DATA PROVIDED
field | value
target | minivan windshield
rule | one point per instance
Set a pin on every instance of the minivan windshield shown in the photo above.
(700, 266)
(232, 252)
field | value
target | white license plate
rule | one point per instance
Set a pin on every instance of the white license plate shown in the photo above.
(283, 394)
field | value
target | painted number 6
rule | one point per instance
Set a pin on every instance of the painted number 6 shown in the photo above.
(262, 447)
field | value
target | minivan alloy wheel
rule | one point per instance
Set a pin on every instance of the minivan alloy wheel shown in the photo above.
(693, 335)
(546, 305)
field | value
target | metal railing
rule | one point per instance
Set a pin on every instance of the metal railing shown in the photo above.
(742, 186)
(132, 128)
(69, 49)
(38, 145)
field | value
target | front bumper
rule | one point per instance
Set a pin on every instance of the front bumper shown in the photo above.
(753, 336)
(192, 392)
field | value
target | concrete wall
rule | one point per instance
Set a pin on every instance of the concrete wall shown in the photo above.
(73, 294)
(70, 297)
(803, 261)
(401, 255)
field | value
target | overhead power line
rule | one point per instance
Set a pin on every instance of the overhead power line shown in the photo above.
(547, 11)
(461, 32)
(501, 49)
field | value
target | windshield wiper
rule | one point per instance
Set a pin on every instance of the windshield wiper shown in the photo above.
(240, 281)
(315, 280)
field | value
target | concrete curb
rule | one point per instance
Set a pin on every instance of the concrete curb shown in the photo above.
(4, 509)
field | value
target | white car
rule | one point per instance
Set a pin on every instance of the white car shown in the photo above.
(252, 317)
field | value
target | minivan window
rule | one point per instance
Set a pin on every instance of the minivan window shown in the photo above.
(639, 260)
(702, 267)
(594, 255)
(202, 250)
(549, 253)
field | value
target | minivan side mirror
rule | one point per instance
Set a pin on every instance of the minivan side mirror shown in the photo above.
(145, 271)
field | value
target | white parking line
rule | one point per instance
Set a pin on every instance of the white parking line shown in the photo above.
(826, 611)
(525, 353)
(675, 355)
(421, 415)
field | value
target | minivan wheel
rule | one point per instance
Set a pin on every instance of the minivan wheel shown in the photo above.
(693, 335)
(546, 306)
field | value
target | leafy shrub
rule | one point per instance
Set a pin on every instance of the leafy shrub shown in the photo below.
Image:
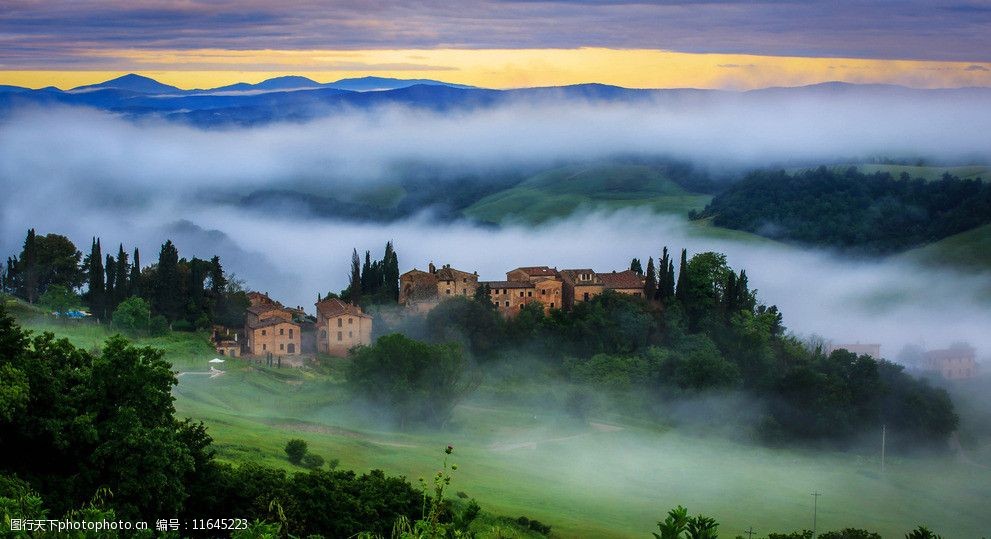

WORK TO BE COMPLETED
Although the records contain pictures, print only the rest, exactly as written.

RESULT OF THIS TASK
field | value
target | minivan windshield
rule | one point per instance
Set a pin on every instance of the minivan windshield shown in the photo above.
(700, 266)
(232, 252)
field | value
target | white license plate
rule | one point per instance
Set a pin on every instance of the white license plate shown in the photo above.
(283, 394)
field | value
target | painted number 6
rule | one point per instance
Set a pin on every instance of the painted number 6 shown in the photo above.
(262, 447)
field | value
target | minivan alloy wheel
rule | one point per instance
Set a pin on every instance of the minivan alloy wheel shown in the photo above.
(693, 335)
(546, 305)
field | value
target | metal railing
rule | one point per instance
Set a pin on every instance of the metal railing shown in the photo above.
(742, 186)
(132, 128)
(69, 49)
(38, 145)
field | value
target | front bumper
rule | one point per instance
Set a pin on every instance of the front bumper shown in the photo above.
(753, 336)
(192, 392)
field | value
target | concrete wall
rule | one point per instance
Set a pin on every instance of the concrete wall shown in the photo above.
(73, 294)
(70, 297)
(803, 261)
(401, 255)
field | value
target | overhead power line
rule | one point per instance
Set a pin on every instance of the overhead power line shown in the photo above.
(547, 11)
(461, 32)
(501, 49)
field | value
target | windshield wiper
rule | one point per instance
Set a pin on every instance of the windshield wiper shown in the photo above.
(240, 281)
(315, 280)
field | value
target | concrete curb
rule | one point per instance
Set a pin on every instance of the concrete curb shown in the photo above.
(4, 509)
field | value
target | white car
rule | one point per instance
Set a pin on every instance of the white car shown in the photo above.
(252, 317)
field | value
target | minivan window
rule | one point per instance
Set a pin on every instance of the minivan window shown in the photo above.
(639, 260)
(702, 267)
(594, 255)
(202, 250)
(549, 253)
field | value
target | minivan side mirror
rule | one point per instance
Set a pin on every instance of the minivan side mirror shown in the photo above.
(145, 271)
field | value
target | white parking line
rule | one point per instance
Set a pin on every instance of the white parking line shown in the photo above.
(826, 611)
(525, 353)
(675, 355)
(421, 415)
field | value
target | minivan wheel
rule | one point per instance
Set a pin on every instance of the minivan wheel shown in the photo above.
(693, 335)
(546, 306)
field | value
target | leafy shrub
rule | one point per instance
Set a pin on every instance of the leafy shrub shown in the photo below.
Image:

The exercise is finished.